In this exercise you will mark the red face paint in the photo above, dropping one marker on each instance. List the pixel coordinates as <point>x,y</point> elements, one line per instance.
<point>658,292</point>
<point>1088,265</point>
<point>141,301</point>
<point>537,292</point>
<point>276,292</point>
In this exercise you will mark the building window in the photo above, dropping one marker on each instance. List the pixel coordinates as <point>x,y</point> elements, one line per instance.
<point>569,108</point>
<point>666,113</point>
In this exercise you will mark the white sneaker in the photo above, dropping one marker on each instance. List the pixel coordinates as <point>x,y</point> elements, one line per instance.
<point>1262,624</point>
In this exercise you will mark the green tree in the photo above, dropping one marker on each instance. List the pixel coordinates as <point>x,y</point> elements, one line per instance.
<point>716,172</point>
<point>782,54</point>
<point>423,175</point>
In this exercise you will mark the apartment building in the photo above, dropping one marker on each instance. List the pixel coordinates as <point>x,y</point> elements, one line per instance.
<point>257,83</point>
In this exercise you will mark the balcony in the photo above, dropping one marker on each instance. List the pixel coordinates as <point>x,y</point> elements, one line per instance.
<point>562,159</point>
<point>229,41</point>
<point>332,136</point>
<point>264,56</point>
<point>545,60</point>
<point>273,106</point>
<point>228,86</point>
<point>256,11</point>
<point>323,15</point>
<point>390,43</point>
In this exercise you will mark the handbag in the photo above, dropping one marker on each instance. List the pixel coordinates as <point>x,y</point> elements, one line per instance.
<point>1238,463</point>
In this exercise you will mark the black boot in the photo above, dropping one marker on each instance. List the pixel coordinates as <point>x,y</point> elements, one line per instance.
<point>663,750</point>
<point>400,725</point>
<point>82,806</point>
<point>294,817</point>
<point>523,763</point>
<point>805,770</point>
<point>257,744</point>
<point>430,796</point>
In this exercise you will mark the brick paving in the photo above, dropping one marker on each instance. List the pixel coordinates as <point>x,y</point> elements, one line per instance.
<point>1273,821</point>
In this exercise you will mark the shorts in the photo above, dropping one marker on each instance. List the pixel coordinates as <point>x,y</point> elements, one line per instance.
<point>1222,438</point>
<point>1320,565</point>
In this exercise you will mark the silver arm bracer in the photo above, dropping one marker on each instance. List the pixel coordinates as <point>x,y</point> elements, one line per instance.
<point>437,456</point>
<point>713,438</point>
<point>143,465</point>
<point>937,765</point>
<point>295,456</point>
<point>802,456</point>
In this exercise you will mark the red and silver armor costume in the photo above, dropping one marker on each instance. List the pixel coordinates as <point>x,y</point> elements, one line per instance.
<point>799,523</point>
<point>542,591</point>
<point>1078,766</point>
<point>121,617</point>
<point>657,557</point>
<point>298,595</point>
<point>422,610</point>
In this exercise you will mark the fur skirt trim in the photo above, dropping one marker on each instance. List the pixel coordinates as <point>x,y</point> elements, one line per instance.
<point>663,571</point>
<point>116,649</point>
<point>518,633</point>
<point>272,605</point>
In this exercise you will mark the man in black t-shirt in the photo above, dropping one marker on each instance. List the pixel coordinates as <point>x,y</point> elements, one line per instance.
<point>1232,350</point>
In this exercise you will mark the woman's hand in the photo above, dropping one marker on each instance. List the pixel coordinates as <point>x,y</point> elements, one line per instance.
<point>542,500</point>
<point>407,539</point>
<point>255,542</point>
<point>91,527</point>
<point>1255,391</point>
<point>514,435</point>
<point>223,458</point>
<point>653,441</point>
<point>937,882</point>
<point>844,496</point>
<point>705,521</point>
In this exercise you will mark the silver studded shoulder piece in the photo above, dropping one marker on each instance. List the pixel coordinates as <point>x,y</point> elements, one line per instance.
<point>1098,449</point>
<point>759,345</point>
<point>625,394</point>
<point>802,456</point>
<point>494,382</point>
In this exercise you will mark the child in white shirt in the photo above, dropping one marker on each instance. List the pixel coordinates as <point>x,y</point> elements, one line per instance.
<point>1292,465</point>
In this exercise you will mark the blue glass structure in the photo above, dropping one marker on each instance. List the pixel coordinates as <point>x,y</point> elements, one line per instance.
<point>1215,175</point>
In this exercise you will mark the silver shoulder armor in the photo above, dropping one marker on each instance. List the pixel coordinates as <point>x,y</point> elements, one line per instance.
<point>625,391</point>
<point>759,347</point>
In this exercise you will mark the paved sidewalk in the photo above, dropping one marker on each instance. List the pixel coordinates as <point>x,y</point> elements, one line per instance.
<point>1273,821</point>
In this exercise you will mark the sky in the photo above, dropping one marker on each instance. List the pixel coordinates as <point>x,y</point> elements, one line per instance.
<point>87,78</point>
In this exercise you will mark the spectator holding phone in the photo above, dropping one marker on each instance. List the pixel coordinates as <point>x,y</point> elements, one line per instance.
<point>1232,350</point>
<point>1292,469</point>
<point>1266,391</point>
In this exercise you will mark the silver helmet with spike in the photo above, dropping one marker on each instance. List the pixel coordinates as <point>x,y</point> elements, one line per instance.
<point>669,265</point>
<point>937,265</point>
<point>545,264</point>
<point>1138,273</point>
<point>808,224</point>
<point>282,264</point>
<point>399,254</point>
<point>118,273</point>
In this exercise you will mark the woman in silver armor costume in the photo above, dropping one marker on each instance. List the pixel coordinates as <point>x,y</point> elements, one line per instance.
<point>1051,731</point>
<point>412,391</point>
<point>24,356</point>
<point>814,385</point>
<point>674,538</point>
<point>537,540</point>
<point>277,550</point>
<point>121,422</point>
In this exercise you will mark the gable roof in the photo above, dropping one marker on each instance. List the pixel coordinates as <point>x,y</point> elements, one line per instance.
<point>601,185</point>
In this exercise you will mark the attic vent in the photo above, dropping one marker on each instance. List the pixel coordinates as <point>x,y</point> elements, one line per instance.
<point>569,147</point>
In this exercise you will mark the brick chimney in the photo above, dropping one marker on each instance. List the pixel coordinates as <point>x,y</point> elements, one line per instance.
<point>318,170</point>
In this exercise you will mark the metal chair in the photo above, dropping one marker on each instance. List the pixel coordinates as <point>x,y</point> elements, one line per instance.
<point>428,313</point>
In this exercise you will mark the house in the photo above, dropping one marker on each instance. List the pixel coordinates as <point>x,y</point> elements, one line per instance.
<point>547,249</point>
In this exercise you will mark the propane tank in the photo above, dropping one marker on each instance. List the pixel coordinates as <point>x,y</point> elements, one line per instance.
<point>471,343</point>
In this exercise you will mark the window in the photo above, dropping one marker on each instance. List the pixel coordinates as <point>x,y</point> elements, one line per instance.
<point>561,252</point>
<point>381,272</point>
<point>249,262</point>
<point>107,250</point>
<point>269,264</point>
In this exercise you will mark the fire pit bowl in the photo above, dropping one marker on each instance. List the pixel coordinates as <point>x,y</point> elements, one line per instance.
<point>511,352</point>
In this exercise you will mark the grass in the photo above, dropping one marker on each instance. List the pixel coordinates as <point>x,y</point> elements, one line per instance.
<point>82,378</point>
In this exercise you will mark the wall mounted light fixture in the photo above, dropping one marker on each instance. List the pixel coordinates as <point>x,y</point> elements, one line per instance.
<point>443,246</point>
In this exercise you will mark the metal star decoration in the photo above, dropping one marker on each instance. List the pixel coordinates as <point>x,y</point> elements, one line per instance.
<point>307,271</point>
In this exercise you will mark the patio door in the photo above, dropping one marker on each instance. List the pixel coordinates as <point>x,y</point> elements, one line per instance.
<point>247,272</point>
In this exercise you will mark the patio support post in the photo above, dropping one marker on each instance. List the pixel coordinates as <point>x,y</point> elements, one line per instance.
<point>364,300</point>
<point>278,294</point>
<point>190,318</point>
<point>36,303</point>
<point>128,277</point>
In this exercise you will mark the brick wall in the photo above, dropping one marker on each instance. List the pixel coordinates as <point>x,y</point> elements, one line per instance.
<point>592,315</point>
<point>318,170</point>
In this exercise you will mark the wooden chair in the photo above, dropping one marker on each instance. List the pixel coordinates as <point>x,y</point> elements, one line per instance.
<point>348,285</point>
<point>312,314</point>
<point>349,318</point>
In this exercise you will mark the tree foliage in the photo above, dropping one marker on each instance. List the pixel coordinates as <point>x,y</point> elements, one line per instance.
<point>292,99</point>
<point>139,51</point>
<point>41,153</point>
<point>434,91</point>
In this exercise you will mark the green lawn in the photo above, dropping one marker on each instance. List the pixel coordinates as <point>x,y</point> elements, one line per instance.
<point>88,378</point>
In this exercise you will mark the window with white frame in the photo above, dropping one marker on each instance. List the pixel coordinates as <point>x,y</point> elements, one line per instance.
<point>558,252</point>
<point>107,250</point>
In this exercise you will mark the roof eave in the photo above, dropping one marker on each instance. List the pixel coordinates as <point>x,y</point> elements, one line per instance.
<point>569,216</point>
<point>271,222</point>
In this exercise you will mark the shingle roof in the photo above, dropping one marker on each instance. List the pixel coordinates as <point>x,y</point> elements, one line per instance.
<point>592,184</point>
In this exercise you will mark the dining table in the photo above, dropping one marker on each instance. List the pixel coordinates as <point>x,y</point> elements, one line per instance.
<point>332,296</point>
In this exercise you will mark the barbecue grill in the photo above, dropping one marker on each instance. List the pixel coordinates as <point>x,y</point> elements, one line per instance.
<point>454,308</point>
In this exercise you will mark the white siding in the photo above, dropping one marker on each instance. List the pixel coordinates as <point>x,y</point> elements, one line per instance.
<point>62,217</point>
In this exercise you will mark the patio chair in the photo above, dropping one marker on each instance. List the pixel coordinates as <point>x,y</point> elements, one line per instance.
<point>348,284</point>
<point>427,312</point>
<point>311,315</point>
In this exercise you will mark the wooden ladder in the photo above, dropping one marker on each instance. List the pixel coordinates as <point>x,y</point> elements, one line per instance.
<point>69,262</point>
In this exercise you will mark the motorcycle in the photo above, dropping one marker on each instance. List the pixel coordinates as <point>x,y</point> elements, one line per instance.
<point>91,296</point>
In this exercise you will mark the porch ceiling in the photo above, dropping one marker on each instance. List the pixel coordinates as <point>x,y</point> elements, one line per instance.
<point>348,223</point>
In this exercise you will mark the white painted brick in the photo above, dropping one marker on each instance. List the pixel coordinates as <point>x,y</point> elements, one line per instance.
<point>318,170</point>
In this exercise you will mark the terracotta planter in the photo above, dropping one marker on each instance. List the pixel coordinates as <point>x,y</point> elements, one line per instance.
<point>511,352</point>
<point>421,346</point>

= = =

The expected response consists solely of the lines from the one with "In this exercise you will mark the patio chair" through the end of the records, repeated exactly.

ANSWER TO THIS TASK ▸
In this exercise you will mark the patio chair in the photo above, dropping one marker on each instance. List the pixel coordinates as <point>x,y</point> elements, one line per instance.
<point>348,284</point>
<point>427,312</point>
<point>311,315</point>
In this exercise you will mark the wooden ladder in the photo above, dropping one marker on each instance. List the pixel coordinates as <point>x,y</point> elements, one line per instance.
<point>69,262</point>
In this exercise you will mark the motorcycle in the photo above, dropping one marker on each instance. List the pixel coordinates as <point>x,y</point> elements, one line per instance.
<point>91,296</point>
In this exercise you will mark the porch ceiling in the photo above, dropping one marker on each instance. List the pixel coordinates as <point>x,y</point> elements, one line per instance.
<point>348,223</point>
In this exercise you will mark the white painted brick in the photo above, dropping one marker on each instance. List the pixel coordinates as <point>x,y</point> elements, one line per instance.
<point>318,170</point>
In this exercise you will mark the terracotta planter in the photo above, dropping one marker on each instance. List the pixel coordinates as <point>x,y</point> elements, one line per instance.
<point>511,352</point>
<point>421,346</point>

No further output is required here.